Copy out the rows word for word, from their start through the line that contains "45,407,55,420", with both ends included. Leave the pictures out of your copy.

··· Input material

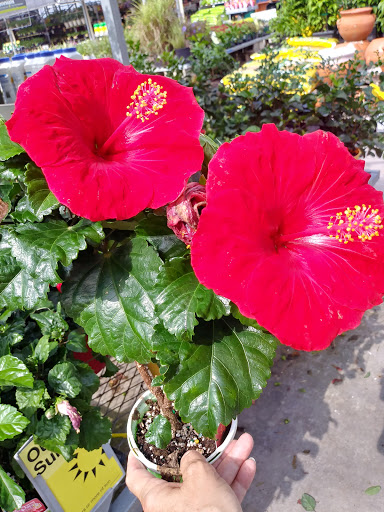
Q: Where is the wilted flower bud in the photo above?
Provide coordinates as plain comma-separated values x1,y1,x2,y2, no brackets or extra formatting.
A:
56,400,82,433
167,183,207,245
45,407,55,420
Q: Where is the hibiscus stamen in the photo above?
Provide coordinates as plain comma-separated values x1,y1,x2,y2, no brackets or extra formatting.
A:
327,204,383,244
127,78,167,123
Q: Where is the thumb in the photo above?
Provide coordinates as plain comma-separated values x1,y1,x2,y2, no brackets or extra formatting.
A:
180,450,216,487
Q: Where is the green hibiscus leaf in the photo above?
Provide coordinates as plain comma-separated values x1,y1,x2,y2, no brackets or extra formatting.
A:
156,258,230,340
0,119,24,162
152,324,183,365
164,318,277,437
31,336,58,364
48,361,82,398
11,196,41,222
0,404,29,441
31,309,69,340
66,331,88,353
62,238,162,363
0,466,25,512
6,219,104,284
79,409,112,452
0,319,25,357
0,154,28,183
33,414,72,453
145,414,172,450
231,302,262,329
135,215,188,259
0,355,33,388
200,133,220,171
0,245,49,310
73,361,100,400
16,380,47,417
25,163,60,220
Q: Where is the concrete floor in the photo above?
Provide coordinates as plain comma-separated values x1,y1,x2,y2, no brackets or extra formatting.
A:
239,159,384,512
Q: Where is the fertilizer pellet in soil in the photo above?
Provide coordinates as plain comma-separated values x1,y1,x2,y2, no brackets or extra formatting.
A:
136,400,216,468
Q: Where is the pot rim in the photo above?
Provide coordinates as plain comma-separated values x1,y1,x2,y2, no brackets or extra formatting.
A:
340,7,372,16
127,390,237,473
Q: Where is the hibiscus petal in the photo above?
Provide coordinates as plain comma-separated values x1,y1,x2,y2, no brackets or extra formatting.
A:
192,125,384,350
7,58,204,221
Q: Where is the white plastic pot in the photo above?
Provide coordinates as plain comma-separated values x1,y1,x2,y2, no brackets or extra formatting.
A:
127,391,237,474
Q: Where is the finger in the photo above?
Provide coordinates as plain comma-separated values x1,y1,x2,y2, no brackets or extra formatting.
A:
217,434,253,485
125,451,161,501
212,439,237,469
231,459,256,503
180,450,216,488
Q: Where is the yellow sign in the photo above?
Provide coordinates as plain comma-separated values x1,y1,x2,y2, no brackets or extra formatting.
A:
19,440,123,512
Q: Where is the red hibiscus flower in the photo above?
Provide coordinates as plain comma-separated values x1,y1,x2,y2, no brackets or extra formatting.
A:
192,125,384,350
7,57,204,221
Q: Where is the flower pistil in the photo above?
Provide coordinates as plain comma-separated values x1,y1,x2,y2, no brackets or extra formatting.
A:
327,204,383,244
127,78,167,123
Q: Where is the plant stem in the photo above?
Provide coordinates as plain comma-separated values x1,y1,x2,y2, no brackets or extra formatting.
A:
135,361,181,432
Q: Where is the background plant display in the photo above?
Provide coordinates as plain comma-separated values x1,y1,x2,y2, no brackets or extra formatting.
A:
199,50,384,156
0,49,383,510
270,0,384,37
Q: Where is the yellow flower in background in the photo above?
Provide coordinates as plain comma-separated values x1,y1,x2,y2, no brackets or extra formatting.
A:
370,84,384,101
301,27,313,37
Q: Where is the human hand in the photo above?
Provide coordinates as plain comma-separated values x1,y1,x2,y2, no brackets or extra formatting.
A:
126,434,256,512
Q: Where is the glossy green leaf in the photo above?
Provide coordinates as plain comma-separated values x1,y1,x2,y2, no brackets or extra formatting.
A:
300,493,316,512
66,331,88,353
199,133,219,171
16,380,47,417
0,244,49,310
0,159,26,183
152,324,183,365
135,215,188,259
6,219,104,284
25,163,60,220
0,404,29,441
62,238,162,363
156,258,230,340
365,485,381,496
79,409,112,452
0,466,25,512
164,318,277,437
0,119,24,161
0,355,33,388
145,414,172,450
0,319,25,357
31,309,68,340
11,196,41,222
73,361,100,400
231,302,262,329
33,414,72,453
103,356,119,377
31,336,58,364
48,361,82,398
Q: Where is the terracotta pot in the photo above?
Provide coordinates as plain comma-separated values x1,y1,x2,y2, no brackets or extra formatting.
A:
365,37,384,64
337,7,376,42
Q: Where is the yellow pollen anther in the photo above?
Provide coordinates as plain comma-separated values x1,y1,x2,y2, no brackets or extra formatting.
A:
127,78,167,122
327,204,383,244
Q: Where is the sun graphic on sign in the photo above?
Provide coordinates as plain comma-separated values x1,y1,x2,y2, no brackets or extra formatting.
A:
68,448,105,483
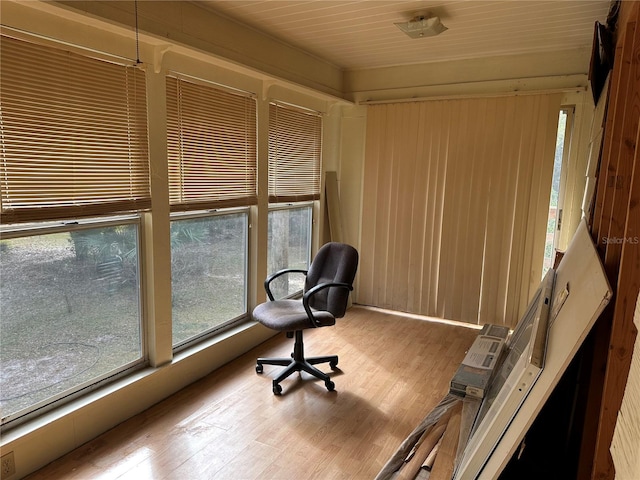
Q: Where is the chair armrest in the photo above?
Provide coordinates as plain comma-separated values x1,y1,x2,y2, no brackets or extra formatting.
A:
264,268,307,302
302,282,353,328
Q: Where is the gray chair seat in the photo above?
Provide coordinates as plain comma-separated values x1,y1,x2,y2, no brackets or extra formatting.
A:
253,300,336,332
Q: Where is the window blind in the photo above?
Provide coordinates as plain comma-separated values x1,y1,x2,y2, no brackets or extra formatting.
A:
167,76,257,211
269,103,322,203
357,94,561,327
0,34,151,223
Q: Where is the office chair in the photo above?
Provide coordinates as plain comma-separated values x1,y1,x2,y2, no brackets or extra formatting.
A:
253,242,358,395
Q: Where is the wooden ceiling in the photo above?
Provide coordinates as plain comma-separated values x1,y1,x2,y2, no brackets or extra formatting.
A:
194,0,609,70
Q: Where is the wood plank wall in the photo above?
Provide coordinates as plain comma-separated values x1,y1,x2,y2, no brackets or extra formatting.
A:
578,2,640,479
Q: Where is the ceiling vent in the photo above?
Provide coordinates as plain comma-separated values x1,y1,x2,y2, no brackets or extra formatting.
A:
394,14,448,38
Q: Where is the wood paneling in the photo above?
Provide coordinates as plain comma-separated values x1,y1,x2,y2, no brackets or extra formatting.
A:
581,2,640,479
197,0,609,69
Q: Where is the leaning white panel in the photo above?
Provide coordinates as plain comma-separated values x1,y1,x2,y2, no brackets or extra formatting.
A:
464,219,612,480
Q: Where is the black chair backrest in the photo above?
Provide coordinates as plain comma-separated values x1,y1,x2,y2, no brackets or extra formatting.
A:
304,242,358,318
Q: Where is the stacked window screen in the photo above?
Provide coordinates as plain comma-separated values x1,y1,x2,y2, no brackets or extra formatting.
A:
0,32,151,224
269,104,322,203
167,76,257,211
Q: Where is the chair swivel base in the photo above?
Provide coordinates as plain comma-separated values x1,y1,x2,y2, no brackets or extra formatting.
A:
256,330,338,395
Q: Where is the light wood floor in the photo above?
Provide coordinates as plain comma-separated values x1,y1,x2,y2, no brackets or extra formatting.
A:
28,306,477,480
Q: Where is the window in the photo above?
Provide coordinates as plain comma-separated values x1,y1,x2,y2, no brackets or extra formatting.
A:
267,103,322,298
269,103,322,203
171,210,249,346
0,217,144,424
167,75,257,348
0,35,151,224
0,29,151,425
267,204,312,298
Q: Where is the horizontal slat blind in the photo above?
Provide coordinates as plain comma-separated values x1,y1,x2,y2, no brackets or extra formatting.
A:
269,103,322,203
167,76,257,210
357,94,560,327
0,35,151,223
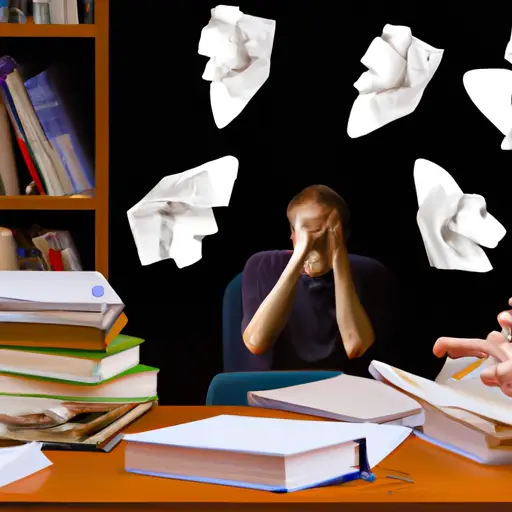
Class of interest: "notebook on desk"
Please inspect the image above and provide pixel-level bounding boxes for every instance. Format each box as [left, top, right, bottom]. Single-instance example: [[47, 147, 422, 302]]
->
[[121, 415, 410, 492]]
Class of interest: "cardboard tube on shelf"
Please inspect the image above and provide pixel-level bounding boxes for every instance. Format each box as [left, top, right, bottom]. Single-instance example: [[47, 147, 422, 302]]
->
[[0, 227, 20, 270], [0, 97, 20, 196]]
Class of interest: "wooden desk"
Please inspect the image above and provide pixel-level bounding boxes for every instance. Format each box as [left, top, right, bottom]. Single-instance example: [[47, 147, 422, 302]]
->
[[0, 407, 512, 512]]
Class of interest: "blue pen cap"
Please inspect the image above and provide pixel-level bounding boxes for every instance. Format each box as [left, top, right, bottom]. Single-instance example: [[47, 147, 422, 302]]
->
[[0, 56, 18, 79]]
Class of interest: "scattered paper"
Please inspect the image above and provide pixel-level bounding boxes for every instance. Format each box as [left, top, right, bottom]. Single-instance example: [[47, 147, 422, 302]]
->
[[505, 26, 512, 64], [462, 68, 512, 149], [128, 156, 238, 268], [124, 415, 411, 467], [347, 25, 444, 138], [414, 159, 506, 272], [198, 5, 276, 128], [0, 443, 52, 487]]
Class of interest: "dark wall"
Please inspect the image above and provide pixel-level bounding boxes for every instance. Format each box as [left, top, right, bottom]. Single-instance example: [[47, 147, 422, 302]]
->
[[110, 0, 512, 404]]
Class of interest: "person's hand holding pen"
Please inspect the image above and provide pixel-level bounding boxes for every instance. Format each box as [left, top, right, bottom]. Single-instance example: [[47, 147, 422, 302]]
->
[[433, 299, 512, 397]]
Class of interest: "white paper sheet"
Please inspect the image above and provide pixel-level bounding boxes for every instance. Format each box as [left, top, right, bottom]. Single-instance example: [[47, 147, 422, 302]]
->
[[369, 361, 512, 425], [124, 415, 411, 467], [414, 159, 506, 272], [505, 26, 512, 64], [198, 5, 276, 128], [0, 443, 52, 487], [128, 156, 238, 268], [347, 25, 444, 138], [462, 69, 512, 150]]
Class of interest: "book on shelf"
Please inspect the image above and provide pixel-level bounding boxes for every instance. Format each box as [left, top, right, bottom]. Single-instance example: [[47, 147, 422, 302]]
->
[[13, 226, 83, 271], [0, 56, 94, 196], [9, 0, 94, 25]]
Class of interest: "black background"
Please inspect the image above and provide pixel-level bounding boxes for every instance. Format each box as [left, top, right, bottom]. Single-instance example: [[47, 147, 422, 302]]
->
[[110, 0, 512, 404]]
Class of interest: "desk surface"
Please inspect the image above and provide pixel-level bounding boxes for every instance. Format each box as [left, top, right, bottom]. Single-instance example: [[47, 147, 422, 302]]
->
[[0, 407, 512, 512]]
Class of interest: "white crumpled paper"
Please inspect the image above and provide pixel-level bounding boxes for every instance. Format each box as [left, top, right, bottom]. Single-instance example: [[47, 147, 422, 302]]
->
[[414, 159, 506, 272], [462, 69, 512, 149], [198, 5, 276, 128], [347, 25, 444, 138], [505, 26, 512, 64], [128, 156, 238, 268]]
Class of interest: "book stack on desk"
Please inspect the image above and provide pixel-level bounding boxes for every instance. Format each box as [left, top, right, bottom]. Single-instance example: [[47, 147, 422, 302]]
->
[[0, 271, 158, 450]]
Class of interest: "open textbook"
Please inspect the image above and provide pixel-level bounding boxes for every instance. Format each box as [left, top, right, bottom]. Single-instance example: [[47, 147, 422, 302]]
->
[[369, 358, 512, 464], [247, 374, 423, 427]]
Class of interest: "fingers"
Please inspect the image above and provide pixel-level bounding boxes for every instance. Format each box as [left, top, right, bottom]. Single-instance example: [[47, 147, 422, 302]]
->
[[432, 333, 509, 362], [480, 360, 512, 396], [498, 312, 512, 330]]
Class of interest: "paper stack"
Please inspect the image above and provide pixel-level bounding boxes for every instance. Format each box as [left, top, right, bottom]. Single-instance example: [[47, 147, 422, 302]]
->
[[0, 271, 158, 452], [370, 361, 512, 465]]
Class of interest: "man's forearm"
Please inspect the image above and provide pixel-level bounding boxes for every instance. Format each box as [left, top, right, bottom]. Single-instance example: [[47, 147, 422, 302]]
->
[[243, 253, 304, 354], [333, 251, 374, 359]]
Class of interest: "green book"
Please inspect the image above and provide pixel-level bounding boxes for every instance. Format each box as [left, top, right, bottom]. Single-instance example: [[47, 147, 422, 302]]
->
[[0, 364, 159, 403], [0, 334, 144, 384], [0, 334, 144, 360]]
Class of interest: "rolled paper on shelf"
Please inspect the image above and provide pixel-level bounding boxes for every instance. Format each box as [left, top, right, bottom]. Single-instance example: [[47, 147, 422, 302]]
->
[[0, 227, 19, 270], [0, 96, 20, 196]]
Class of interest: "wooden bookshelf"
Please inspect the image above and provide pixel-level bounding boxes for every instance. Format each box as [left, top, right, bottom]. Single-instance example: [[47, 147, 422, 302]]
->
[[0, 0, 109, 278]]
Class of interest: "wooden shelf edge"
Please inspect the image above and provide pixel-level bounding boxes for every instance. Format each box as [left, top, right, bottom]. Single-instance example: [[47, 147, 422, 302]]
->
[[0, 196, 96, 210], [0, 18, 96, 38]]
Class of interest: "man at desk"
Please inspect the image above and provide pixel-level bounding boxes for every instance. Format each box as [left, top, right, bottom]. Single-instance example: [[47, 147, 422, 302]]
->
[[242, 185, 396, 374], [434, 299, 512, 397]]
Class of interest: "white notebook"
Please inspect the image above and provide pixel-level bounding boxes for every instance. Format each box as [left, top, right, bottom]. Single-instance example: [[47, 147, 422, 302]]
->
[[247, 374, 422, 426], [124, 415, 411, 492]]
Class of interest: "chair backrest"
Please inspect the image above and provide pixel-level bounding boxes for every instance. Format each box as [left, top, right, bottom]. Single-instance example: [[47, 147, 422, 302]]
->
[[222, 272, 247, 372], [206, 370, 341, 405]]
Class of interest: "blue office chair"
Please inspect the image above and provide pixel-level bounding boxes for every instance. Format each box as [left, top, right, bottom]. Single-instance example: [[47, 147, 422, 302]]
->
[[206, 370, 341, 405]]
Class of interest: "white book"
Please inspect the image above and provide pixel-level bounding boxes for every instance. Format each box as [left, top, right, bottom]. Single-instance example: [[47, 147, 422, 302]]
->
[[0, 271, 124, 331], [247, 374, 423, 427], [370, 361, 512, 464], [124, 415, 411, 492], [0, 443, 52, 487]]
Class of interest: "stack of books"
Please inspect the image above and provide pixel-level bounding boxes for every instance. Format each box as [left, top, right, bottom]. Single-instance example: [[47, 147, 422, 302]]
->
[[0, 271, 158, 448]]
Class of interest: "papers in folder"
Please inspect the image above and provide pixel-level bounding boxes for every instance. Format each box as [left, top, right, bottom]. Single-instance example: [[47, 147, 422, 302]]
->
[[0, 271, 124, 330], [125, 415, 410, 492], [127, 156, 238, 268]]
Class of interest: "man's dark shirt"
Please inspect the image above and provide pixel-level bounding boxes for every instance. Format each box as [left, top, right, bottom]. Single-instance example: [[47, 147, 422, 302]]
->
[[242, 251, 397, 374]]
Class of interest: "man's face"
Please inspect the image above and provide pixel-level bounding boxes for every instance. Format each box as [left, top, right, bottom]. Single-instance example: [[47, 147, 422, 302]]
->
[[292, 202, 332, 277]]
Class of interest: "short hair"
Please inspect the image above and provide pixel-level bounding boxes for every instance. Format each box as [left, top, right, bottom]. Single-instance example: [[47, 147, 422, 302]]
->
[[286, 185, 350, 241]]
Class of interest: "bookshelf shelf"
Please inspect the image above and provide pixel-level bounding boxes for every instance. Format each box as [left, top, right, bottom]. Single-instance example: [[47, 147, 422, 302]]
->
[[0, 18, 96, 38], [0, 0, 110, 279], [0, 196, 96, 210]]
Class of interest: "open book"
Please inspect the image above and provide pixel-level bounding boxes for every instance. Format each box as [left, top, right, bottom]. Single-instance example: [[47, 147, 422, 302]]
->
[[247, 374, 423, 427], [369, 361, 512, 464]]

······

Answer to this problem:
Q: Where is the wilted flower bud in the photo above?
Provide coordinates as plain comma-separated values x1,y1,x2,y2, no brackets or extra formatting.
A:
56,400,82,433
167,183,207,245
45,407,55,420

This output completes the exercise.